• TASK TO COMPLETE: Rewrite the material from the line containing "carving of figure" down to the line containing "[411,235,504,260]", changing every "dryer" to "tumble dryer" and leaving everything else as it is.

• DATASET ROWS:
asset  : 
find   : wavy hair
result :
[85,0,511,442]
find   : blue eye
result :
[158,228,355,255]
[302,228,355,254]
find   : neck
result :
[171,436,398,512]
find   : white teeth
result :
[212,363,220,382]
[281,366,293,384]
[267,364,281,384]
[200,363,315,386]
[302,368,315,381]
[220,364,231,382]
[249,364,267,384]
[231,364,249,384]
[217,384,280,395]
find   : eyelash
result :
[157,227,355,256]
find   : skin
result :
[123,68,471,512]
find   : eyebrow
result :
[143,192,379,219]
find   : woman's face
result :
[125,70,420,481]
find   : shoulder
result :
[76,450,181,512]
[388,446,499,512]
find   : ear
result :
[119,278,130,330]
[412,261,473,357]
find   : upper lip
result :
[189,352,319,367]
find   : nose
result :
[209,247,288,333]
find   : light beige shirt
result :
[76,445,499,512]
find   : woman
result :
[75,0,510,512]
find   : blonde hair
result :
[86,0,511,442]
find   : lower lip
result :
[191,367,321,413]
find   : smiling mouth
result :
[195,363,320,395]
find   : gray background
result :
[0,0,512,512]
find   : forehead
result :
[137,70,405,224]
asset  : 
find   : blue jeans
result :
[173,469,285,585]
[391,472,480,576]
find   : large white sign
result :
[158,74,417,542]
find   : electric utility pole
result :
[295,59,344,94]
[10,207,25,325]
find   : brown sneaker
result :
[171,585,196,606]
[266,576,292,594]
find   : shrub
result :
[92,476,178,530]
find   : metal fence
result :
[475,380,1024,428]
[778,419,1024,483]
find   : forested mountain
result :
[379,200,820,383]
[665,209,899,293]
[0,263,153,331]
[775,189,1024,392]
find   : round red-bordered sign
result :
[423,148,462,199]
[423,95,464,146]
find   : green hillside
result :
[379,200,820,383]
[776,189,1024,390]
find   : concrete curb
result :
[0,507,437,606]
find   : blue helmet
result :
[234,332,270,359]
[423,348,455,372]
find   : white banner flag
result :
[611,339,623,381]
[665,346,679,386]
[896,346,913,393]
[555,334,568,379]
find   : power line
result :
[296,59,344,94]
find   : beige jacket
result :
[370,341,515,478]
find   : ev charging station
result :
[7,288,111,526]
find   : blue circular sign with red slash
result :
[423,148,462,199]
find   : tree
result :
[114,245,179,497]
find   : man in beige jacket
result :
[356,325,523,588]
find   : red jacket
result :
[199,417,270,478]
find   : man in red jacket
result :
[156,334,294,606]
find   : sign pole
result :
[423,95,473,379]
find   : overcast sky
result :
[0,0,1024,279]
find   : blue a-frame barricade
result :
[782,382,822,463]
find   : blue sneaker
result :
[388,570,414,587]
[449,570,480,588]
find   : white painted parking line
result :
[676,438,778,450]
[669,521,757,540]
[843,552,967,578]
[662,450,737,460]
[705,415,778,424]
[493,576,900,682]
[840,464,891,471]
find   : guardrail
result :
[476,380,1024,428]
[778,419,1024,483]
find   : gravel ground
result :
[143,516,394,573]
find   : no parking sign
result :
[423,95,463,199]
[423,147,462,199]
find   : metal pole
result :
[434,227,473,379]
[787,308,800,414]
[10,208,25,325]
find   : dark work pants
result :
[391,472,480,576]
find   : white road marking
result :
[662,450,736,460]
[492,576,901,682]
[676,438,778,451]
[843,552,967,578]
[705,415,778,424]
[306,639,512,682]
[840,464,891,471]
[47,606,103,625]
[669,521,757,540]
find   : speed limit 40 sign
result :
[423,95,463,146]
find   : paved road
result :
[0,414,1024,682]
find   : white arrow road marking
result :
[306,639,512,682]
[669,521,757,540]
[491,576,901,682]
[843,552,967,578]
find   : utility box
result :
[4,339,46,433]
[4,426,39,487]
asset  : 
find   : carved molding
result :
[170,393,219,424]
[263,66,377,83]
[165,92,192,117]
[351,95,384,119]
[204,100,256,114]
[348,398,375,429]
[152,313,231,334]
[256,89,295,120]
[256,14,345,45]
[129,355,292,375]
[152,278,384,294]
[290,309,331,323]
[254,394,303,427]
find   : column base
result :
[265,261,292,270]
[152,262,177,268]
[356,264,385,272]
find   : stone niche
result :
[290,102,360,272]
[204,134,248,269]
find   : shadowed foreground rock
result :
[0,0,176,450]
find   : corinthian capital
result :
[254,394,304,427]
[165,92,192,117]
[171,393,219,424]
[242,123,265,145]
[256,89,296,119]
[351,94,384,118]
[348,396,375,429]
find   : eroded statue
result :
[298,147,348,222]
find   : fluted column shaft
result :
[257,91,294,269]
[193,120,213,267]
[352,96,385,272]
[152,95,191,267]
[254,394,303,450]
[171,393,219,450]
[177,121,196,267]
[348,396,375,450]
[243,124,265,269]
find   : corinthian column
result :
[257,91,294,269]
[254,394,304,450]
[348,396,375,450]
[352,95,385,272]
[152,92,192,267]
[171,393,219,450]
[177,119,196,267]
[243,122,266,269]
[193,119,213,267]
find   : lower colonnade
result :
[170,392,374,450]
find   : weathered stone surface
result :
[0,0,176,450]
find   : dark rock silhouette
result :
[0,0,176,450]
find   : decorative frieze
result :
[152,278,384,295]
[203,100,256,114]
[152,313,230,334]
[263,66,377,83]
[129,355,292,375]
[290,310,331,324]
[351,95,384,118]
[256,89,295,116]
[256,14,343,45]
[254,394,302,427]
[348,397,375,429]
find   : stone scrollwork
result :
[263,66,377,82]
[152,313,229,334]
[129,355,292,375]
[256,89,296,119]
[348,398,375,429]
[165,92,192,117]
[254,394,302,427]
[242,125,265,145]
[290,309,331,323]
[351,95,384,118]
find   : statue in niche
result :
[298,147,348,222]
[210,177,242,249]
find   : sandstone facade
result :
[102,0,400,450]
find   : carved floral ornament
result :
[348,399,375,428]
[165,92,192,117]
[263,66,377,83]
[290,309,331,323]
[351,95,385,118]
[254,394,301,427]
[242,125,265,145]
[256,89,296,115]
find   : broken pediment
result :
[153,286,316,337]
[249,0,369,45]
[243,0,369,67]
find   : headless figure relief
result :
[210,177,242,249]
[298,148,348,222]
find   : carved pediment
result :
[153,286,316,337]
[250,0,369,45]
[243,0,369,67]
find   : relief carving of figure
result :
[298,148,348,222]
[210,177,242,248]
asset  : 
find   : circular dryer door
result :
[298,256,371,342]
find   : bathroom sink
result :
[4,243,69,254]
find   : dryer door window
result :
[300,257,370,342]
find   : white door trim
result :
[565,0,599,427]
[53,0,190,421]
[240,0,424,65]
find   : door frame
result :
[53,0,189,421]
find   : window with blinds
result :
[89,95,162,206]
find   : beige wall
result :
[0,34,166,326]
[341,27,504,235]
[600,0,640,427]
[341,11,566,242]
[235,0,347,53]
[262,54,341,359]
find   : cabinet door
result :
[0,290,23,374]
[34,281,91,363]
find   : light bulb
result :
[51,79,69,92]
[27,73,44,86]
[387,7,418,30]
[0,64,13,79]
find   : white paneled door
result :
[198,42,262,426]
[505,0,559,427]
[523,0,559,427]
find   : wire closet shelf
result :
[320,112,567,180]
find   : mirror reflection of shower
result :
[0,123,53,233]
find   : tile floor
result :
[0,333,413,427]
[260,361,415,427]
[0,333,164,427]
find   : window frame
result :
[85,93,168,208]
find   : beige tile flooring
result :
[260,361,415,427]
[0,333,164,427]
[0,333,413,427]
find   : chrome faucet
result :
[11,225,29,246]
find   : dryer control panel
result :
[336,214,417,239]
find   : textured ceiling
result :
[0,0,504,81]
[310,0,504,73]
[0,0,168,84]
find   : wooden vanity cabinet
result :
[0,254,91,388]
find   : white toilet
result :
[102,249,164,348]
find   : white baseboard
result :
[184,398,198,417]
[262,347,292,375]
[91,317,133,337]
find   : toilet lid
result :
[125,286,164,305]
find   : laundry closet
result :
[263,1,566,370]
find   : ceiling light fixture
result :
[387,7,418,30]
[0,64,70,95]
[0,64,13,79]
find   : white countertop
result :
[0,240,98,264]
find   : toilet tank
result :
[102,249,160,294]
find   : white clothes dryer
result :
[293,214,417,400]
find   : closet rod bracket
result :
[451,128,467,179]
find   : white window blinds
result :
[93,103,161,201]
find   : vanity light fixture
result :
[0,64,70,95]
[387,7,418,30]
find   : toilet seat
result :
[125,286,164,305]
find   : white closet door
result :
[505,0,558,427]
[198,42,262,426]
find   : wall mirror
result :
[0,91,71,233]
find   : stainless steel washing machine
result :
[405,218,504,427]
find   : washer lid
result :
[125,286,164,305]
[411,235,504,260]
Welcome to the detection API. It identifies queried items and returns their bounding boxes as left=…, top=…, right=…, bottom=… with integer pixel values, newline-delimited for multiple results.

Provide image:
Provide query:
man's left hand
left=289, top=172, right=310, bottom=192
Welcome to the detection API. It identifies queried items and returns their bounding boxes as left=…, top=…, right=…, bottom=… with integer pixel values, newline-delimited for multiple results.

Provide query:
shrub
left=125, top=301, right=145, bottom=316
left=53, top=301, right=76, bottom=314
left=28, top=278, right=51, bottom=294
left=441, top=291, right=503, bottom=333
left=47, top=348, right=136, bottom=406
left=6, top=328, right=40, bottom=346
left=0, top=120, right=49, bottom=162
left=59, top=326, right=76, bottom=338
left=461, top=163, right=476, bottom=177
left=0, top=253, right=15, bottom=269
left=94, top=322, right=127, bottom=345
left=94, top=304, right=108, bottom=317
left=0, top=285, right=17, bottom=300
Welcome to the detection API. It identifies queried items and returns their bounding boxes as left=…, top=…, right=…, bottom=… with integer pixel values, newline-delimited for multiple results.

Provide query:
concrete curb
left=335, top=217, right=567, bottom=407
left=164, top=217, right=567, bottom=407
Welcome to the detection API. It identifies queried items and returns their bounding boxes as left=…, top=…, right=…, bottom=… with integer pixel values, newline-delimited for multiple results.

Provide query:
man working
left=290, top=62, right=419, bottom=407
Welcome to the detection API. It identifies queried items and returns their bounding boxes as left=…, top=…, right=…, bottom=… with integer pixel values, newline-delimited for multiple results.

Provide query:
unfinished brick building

• ANSWER IN FULL:
find   : relief carving of figure
result :
[298,148,348,222]
[210,177,242,248]
asset  : 
find   : circular tumble dryer door
result :
[298,256,371,342]
find   : bathroom sink
result :
[4,243,69,254]
find   : tumble dryer door window
result :
[300,257,370,342]
find   : white door trim
result :
[565,0,599,427]
[53,0,190,421]
[240,0,424,65]
find   : door frame
result :
[53,0,189,421]
find   : window with blinds
result :
[89,95,162,206]
find   : beige wall
result :
[0,34,166,326]
[341,27,504,235]
[600,0,640,427]
[341,11,566,242]
[235,0,347,53]
[262,54,341,359]
find   : cabinet door
result :
[0,290,23,374]
[34,281,91,363]
find   : light bulb
result :
[51,79,69,92]
[27,73,44,86]
[387,7,418,30]
[0,64,13,79]
find   : white paneled door
result :
[198,42,262,426]
[505,0,559,427]
[523,0,559,427]
find   : wire closet shelf
result :
[320,112,567,180]
find   : mirror reflection of shower
result :
[0,123,53,233]
find   : tile floor
result :
[0,333,413,427]
[260,361,415,427]
[0,333,164,427]
find   : window frame
result :
[85,93,168,208]
find   : beige tile flooring
result :
[260,361,415,427]
[0,333,164,427]
[0,333,413,427]
find   : chrome faucet
result :
[11,225,29,246]
find   : tumble dryer control panel
result :
[336,214,417,239]
find   : textured ceiling
result :
[0,0,504,81]
[310,0,504,73]
[0,0,168,84]
find   : wooden vanity cabinet
result :
[0,254,91,388]
find   : white toilet
result :
[102,249,164,348]
find   : white baseboard
result :
[184,398,198,417]
[262,347,292,375]
[91,317,133,337]
find   : toilet lid
result :
[125,286,164,305]
find   : laundry closet
result :
[263,1,566,370]
find   : ceiling light fixture
result :
[387,7,418,30]
[0,64,70,95]
[0,64,13,79]
find   : white countertop
result :
[0,240,98,264]
find   : toilet tank
result :
[102,249,160,294]
find   : white clothes tumble dryer
result :
[293,214,417,400]
find   : closet rod bracket
result :
[451,128,467,179]
find   : white window blinds
result :
[93,103,161,201]
find   : vanity light fixture
result :
[0,64,70,95]
[387,7,418,30]
find   : toilet seat
result :
[125,286,164,305]
find   : white closet door
result :
[505,0,558,427]
[198,42,262,426]
find   : wall mirror
result :
[0,91,71,233]
find   : stainless steel washing machine
result :
[405,218,504,427]
find   : washer lid
result :
[125,286,164,305]
[411,235,504,260]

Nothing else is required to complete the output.